[Labeling and segmentation records]
%%
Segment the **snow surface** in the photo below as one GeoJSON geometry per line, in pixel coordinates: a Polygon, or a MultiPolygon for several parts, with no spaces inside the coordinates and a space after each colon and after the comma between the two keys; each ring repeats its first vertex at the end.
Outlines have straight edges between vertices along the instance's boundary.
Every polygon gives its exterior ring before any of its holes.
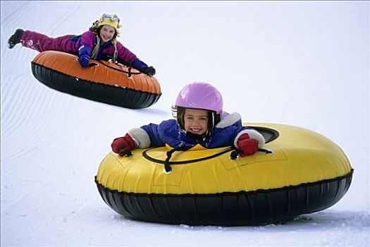
{"type": "Polygon", "coordinates": [[[369,1],[1,1],[1,246],[369,246],[369,1]],[[156,71],[163,95],[133,110],[50,89],[16,28],[80,34],[117,13],[121,40],[156,71]],[[211,83],[245,122],[320,133],[347,155],[347,193],[285,224],[218,227],[125,219],[94,176],[111,140],[171,118],[187,83],[211,83]]]}

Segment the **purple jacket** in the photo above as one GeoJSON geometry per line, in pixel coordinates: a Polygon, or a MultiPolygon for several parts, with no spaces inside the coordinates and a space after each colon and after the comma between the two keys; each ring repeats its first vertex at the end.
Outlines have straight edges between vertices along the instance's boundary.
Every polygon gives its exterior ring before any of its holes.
%%
--- WHAT YOU NEED TO DO ---
Reproduce the listing above, replacing every occurrence of "straight edges" with "line segments" and leaving everything else unchanged. Omit the pictures from your answer.

--- COMPLETED TASK ---
Segment the **snow surface** in the photo below as one GeoJSON geometry per line, in pixel coordinates: a Polygon, or a MultiPolygon for several parts, with no spaces inside the coordinates and a space after each colon and after the comma between the two keys; each ring repeats its first vertex at the end.
Outlines have line segments between vertices along the instance's boundary.
Every polygon gives its exterior ring before any of its holes.
{"type": "Polygon", "coordinates": [[[369,1],[1,1],[1,246],[369,246],[369,1]],[[156,71],[163,95],[133,110],[50,89],[16,28],[80,34],[117,13],[121,40],[156,71]],[[211,83],[245,122],[320,133],[347,155],[347,193],[285,224],[218,227],[125,219],[94,176],[111,140],[171,118],[187,83],[211,83]]]}

Segment the **purple jacket** in the photo above as one GeoJSON geometry per line, in pixel coordinates: a Polygon, or a MultiPolygon for several parts, with no spaces inside the coordinates and a space after each colon and after the comma between the two keys; each ring repeats its first vertex at the end.
Outlines have line segments between vertices along the instance's boundary.
Every polygon gives its exterior ring before any of its holes.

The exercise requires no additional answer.